:: Challenge 1 ::
Check each statement against the article on the Uber hack and answer yes or no, quoting the deciding words. (a) Uber paid hackers a ransom of $100,000. (b) More CFOs named consumer demand than hacking as their top external risk. (c) NAVEX Global's data shows that most organizations give directors specific cybersecurity training.

:: Supplied text ::
Uber hack shocker highlights No. 1 external risk cited by CFOs

Key Points
  • On Wednesday, Uber disclosed a huge hack involving 57 million customers and drivers — and a ransom of $100,000 it had paid to keep the cyberattack quiet.
  • Hacking is now the No. 1 external risk factor cited by corporate CFOs on the CNBC Global CFO Council.
  • Consumer demand and other external risk factors typically cited by CFOs have waned as the global economy strengthens.
Dara Khosrowshahi
Drew Angerer | Getty Images

On Wednesday it was revealed that Uber had hidden a hack involving 57 million customers and drivers for over a year and had paid a $100,000 ransom to hackers. But that sum may be a drop in the bucket compared to what chief financial officers of corporations are fearing that hackers may demand in the future. For the first time, CFOs surveyed this quarter by CNBC cited hacking as the No. 1 external risk factor their corporations face.

Corporate concerns about hacking have been rising for some time as the number of hacks hitting major companies and the scope of the compromised sensitive information has grown, most recently with Equifax.

Just under 28 percent (27.9 percent) of CFOs surveyed by CNBC said that hacking is now the biggest external threat they face. That was well ahead of consumer demand as a risk, which was second in the fourth quarter among risk factors cited, at 18.6 percent.

"For the first time, our own data this year also showed cybersecurity becoming the top concern of compliance officers ... superseding bribery and corruption, which is typically a more prominent worry," said Carrie Penman, chief compliance officer for ethics at compliance software company NAVEX Global, which conducts an annual study of cybersecurity. Penman said CFOs and other corporate officers face a hurdle in getting their corporations to realize the scope of the hacking threat. "One weak spot CFOs are contending with is the board, where our data shows only a quarter of organizations include specific training on cybersecurity for directors."

:: Challenge 2 ::
Copy out the whole camera-trap listing below, line for line, and leave out the pictures.

:: Entries shown ::

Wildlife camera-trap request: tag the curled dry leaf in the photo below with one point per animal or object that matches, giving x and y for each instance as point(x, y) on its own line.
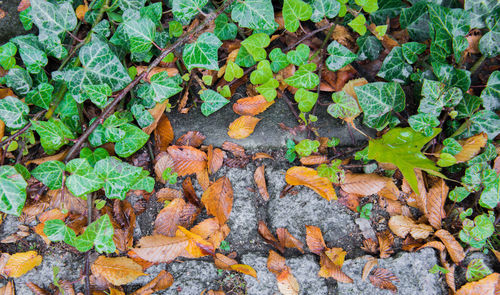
point(455, 250)
point(20, 263)
point(309, 177)
point(242, 127)
point(251, 106)
point(117, 270)
point(218, 199)
point(260, 180)
point(187, 159)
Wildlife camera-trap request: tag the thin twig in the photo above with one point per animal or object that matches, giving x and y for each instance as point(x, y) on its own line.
point(182, 40)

:: Task answer 1 ::
(a) Yes: "had paid a $100,000 ransom to hackers"
(b) No: "That was well ahead of consumer demand as a risk, which was second in the fourth quarter among risk factors cited, at 18.6 percent."
(c) No: "only a quarter of organizations include specific training on cybersecurity for directors"

:: Task answer 2 ::
Wildlife camera-trap request: tag the curled dry leaf in the photo below with one point per animal or object that matches, giving x and y for each instance as point(x, y) on its own line.
point(455, 250)
point(20, 263)
point(309, 177)
point(242, 127)
point(251, 106)
point(117, 270)
point(218, 199)
point(260, 180)
point(187, 159)
Wildlife camera-trap request: tag the thin twig in the photo above with one point per animal or object that matches, giving x and y for each instance as point(x, y) on its own line.
point(182, 40)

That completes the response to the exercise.